(Request): The records below must be duplicated exactly, character for character.

(Dataset records):
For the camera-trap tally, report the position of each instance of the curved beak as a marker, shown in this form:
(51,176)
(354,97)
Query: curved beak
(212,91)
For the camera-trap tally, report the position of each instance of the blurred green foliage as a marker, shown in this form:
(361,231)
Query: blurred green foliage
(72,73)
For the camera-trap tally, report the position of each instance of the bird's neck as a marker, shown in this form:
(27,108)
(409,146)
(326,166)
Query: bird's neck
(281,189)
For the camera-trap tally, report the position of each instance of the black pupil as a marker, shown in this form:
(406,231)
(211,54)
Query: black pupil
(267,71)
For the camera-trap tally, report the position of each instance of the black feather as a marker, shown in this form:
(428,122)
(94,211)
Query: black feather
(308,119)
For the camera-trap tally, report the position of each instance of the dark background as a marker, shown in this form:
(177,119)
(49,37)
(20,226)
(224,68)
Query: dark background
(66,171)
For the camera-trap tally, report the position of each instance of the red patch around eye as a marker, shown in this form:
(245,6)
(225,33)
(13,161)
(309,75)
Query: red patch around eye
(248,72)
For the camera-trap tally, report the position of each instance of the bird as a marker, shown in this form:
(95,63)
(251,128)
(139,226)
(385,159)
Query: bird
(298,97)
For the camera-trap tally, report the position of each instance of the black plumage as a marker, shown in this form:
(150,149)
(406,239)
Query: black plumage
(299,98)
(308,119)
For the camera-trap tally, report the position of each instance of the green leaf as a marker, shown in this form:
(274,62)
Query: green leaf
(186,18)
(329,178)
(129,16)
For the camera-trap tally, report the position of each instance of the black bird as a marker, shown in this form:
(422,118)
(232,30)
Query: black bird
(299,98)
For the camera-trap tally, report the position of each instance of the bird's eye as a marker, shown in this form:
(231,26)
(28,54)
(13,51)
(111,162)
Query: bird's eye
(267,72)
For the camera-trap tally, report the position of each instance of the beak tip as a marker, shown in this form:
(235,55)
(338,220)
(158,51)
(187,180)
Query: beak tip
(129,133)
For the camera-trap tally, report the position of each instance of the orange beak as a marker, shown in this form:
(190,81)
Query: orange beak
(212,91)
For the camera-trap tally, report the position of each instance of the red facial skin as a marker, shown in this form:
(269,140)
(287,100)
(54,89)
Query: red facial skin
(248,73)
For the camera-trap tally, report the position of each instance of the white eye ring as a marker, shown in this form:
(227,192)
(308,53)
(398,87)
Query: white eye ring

(Result for this exercise):
For the camera-trap tally, report the position of each instance of the curved beak as a marker, shown in this form:
(51,176)
(354,97)
Query: curved beak
(212,91)
For the camera-trap tally, report the position of each instance of the blurred green foliage as a marker, shown in this form:
(361,231)
Query: blurred green foliage
(72,73)
For the camera-trap tally, report the position of each instance of the bird's neck as a marker, shown in this form:
(27,108)
(409,146)
(326,166)
Query: bird's neck
(281,189)
For the camera-trap tally, report the position of each instance of the black pupil as a marker, shown in this form:
(406,231)
(211,54)
Query: black pupil
(267,71)
For the camera-trap tally, report the position of each instance of the black feather as a marker, shown in this form:
(428,122)
(94,211)
Query: black feather
(308,119)
For the camera-trap tally, report the position of each instance of the dark background as a marker, shown in this form:
(177,119)
(49,37)
(20,226)
(224,68)
Query: dark background
(66,171)
For the camera-trap tally, report the position of each instance of the red patch around eye as a marker, shown in this form:
(245,6)
(225,33)
(13,161)
(309,75)
Query: red patch around eye
(248,72)
For the camera-trap tally, report the position of each instance of the bird as a marker, shown in this form:
(95,63)
(251,128)
(139,226)
(385,159)
Query: bird
(298,97)
For the camera-trap tally, report the position of each instance of the black plumage as a marker, shown in this form:
(150,149)
(406,239)
Query: black plumage
(299,98)
(308,119)
For the camera-trap tally, report the position of each instance of the green leaf as a marker, shown in this form:
(274,62)
Query: green leaf
(186,18)
(329,178)
(129,16)
For the camera-trap tally, report the position of each instance of the black bird as a marker, shown in this form:
(422,118)
(232,30)
Query: black bird
(299,98)
For the camera-trap tally, report the position of each instance of the bird's eye as a marker, shown in this form:
(231,26)
(28,54)
(13,51)
(111,162)
Query: bird's eye
(267,72)
For the camera-trap tally, report the position of each instance of the beak tip as a marker, shown in this form:
(235,55)
(338,220)
(158,51)
(187,180)
Query: beak tip
(129,133)
For the camera-trap tally, report the position of each instance of the orange beak as a marker, shown in this form:
(190,81)
Query: orange beak
(212,91)
For the camera-trap tally, report the position of each instance of the red facial skin as a marker, shown in this form:
(269,140)
(287,100)
(54,89)
Query: red facial skin
(248,73)
For the camera-trap tally, report the position of each instance of the white eye ring as a marker, shown in this form:
(227,192)
(308,53)
(398,87)
Query: white eye ring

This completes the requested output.